- **What this task involves**:
Transcribe exactly the lines that fall between the one holding "pixel 513 310" and the one holding "pixel 435 174", inclusive, from the entries below.

[Natural language region descriptions]
- - -

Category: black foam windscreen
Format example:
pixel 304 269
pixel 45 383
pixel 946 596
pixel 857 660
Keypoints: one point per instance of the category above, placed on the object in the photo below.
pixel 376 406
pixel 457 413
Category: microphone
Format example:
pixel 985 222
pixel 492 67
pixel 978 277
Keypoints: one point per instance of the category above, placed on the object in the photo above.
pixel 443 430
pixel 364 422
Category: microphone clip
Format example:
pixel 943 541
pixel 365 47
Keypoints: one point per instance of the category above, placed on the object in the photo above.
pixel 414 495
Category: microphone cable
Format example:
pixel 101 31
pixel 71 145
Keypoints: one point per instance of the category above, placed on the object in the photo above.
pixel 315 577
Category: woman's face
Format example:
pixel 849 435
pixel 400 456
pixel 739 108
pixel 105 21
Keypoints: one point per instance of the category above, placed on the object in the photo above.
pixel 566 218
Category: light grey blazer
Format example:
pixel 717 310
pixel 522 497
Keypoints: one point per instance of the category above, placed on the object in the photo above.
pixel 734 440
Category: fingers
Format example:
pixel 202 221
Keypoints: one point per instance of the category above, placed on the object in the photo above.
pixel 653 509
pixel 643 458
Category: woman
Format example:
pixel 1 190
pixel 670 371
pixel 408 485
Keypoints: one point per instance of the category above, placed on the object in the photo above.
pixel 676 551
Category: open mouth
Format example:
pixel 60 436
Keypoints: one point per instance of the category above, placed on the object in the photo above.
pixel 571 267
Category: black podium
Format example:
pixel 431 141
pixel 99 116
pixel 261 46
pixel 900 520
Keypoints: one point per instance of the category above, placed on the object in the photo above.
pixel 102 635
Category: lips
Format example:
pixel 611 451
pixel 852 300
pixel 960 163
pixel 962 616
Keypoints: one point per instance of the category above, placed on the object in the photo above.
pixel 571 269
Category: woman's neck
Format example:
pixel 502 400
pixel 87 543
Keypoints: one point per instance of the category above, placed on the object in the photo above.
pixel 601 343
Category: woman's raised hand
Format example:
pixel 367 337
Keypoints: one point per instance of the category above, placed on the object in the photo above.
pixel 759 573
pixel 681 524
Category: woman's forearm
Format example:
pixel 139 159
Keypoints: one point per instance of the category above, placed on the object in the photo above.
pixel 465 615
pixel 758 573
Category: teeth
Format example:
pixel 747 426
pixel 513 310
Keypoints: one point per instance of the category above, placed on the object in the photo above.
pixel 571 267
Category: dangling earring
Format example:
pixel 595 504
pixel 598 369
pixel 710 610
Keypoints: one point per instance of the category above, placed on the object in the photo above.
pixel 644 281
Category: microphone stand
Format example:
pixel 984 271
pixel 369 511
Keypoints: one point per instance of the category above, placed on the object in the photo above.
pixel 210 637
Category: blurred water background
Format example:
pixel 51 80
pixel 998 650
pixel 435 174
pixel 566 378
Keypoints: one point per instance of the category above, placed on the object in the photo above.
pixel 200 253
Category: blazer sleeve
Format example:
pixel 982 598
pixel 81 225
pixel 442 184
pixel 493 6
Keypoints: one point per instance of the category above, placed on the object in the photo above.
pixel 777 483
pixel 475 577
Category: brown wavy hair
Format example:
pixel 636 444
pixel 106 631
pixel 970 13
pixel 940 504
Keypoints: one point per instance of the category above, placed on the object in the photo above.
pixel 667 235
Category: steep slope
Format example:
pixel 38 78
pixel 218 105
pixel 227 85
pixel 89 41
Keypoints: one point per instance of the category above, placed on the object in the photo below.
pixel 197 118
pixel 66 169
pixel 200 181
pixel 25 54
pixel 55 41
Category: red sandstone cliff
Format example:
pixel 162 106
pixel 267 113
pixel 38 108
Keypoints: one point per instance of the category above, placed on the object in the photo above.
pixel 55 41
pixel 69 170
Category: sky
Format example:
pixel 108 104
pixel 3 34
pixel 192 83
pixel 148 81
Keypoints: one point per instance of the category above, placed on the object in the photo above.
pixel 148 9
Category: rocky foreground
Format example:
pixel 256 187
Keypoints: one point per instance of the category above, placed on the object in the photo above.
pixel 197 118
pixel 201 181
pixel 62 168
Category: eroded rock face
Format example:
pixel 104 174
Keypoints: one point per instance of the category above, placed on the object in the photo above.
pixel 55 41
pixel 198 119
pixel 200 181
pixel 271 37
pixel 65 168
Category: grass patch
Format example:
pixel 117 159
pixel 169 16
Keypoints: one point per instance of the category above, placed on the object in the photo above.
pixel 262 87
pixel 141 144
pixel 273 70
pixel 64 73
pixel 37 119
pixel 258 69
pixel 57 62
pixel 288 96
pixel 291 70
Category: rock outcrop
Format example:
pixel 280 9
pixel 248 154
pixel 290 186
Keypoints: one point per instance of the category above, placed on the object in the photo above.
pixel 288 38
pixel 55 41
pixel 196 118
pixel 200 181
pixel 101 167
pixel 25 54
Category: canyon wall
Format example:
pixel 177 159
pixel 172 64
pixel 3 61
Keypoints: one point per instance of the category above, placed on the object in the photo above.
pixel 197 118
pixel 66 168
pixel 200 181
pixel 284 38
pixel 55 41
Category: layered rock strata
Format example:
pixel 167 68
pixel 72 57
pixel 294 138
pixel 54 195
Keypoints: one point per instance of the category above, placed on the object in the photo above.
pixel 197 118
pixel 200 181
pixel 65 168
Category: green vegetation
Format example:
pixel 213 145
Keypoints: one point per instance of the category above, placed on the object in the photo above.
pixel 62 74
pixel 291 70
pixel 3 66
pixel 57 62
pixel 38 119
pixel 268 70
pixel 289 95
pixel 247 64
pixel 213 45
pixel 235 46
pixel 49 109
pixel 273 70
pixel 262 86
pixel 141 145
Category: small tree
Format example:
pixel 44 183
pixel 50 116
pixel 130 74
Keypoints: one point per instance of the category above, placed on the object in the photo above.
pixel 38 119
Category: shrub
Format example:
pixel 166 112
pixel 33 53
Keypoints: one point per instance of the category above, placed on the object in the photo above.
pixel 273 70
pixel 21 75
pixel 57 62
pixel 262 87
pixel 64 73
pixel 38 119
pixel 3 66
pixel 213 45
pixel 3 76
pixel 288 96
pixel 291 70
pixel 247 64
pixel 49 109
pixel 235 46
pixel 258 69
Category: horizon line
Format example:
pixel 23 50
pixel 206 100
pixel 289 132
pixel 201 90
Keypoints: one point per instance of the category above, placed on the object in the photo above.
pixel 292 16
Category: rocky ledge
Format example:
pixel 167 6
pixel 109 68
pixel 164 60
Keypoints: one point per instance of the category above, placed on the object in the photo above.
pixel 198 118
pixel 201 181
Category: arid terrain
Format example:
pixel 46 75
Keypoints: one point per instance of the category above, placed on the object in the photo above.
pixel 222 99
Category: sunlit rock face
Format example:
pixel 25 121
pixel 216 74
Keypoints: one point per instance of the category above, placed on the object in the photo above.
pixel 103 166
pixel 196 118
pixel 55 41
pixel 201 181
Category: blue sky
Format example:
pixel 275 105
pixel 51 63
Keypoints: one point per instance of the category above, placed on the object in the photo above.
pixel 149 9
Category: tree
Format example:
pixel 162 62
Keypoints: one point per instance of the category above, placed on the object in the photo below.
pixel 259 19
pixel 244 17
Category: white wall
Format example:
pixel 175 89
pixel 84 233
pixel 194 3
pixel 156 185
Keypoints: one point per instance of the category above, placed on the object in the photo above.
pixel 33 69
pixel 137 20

- - -

- **Final answer**:
pixel 513 310
Keypoints: one point per instance of the category above, placed on the object in the photo above.
pixel 571 267
Category: dangling earring
Format example:
pixel 595 504
pixel 598 369
pixel 710 610
Keypoints: one point per instance of the category above, placed on the object in the photo above.
pixel 644 281
Category: microphone stand
Format example:
pixel 984 271
pixel 369 511
Keypoints: one point per instance of the category above, placed on the object in the photo above.
pixel 210 637
Category: blurred water background
Format example:
pixel 51 80
pixel 998 650
pixel 435 174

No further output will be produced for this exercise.